■ TEXT TO READ:
==================================================

Now, there's a lot of rules around portability. If you are going from a lower value to a higher value, you can take your whole portability benefit. If you're downsizing in your property, say moving to a condo, you can only take the proportionate benefit as a relationship of the old value to the new value. What I mean by that is, say your new home is only worth 75% of your old home. You only get 75% of the port differential to take with you. You have to do this within two tax roll cycles, which is often somewhere where people get caught up. And you only have a maximum of half a million dollars you can port. Some people, believe it or not, have more than that, but it maxes out at 500,000. This is all incredibly involved, it sounds like. Doesn't it? And it is. There's no question, but that's what we're here for. That's what our office does all day is help people understand it better.

Brian Mudd:

Well, you just had as good of an explanation as I've ever heard with all deference to our old friend, your predecessor, that was very well done. Now, when it comes to putting together the property taxes, often you're viewed as the boogey man for the people that are unhappy. But there's so much more than just what your office does. Obviously, it's a covet upon you and your taxed with fair property assessed values. But then also, you have all the various different communities. We have well over 40 different taxing districts throughout the Palm Beaches, which can be that much more confusing. If you can explain how the municipal or unincorporated governments come into play to put together that full picture of what people are looking at.

==================================================

■ ENTRIES PROVIDED:
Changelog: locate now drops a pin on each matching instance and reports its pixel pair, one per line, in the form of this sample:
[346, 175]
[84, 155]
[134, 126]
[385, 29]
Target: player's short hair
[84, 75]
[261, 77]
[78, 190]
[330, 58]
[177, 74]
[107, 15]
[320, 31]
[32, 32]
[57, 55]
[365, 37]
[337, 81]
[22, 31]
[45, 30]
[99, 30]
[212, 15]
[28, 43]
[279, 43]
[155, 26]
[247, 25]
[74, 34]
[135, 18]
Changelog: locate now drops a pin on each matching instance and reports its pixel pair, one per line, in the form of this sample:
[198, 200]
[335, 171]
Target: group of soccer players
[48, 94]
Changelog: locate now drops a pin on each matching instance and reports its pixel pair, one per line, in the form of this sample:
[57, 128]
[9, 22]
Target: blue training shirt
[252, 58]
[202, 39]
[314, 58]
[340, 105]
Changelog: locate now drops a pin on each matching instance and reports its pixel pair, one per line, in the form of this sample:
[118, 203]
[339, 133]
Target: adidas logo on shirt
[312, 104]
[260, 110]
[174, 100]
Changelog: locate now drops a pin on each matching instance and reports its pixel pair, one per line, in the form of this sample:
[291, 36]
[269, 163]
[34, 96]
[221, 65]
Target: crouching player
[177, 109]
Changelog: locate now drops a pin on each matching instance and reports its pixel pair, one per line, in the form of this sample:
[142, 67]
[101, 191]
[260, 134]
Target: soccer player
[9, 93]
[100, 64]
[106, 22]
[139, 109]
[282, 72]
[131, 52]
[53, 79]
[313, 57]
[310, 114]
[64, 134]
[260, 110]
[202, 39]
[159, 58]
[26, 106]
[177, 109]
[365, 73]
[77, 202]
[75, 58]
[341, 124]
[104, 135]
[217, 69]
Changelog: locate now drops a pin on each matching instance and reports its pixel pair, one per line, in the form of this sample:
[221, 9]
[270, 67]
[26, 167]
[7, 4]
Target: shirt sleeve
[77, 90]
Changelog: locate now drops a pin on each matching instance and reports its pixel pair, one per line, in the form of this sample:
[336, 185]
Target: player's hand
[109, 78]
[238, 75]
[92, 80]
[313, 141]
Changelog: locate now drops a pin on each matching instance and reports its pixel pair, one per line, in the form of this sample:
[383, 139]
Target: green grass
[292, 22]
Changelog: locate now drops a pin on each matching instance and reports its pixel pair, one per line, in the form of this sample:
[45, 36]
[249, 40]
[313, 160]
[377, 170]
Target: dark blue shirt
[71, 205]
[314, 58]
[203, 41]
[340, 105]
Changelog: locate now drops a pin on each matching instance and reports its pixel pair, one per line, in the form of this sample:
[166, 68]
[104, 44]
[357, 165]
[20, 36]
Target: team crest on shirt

==================================================

■ TASKS:
a – List each rule about portability that the first speaker gives in the property tax transcript.
b – List every line of the listing that contains the string "soccer", matching case exactly.
The property tax transcript has no connection to the listing.

■ FINAL RESULTS:
a –
- Moving from a lower value to a higher value lets you take your whole portability benefit.
- When downsizing, you can take only the proportionate benefit, based on the new value relative to the old value.
- The port has to be done within two tax roll cycles.
- The most you can port is half a million dollars.

b –
Target: group of soccer players
Target: soccer player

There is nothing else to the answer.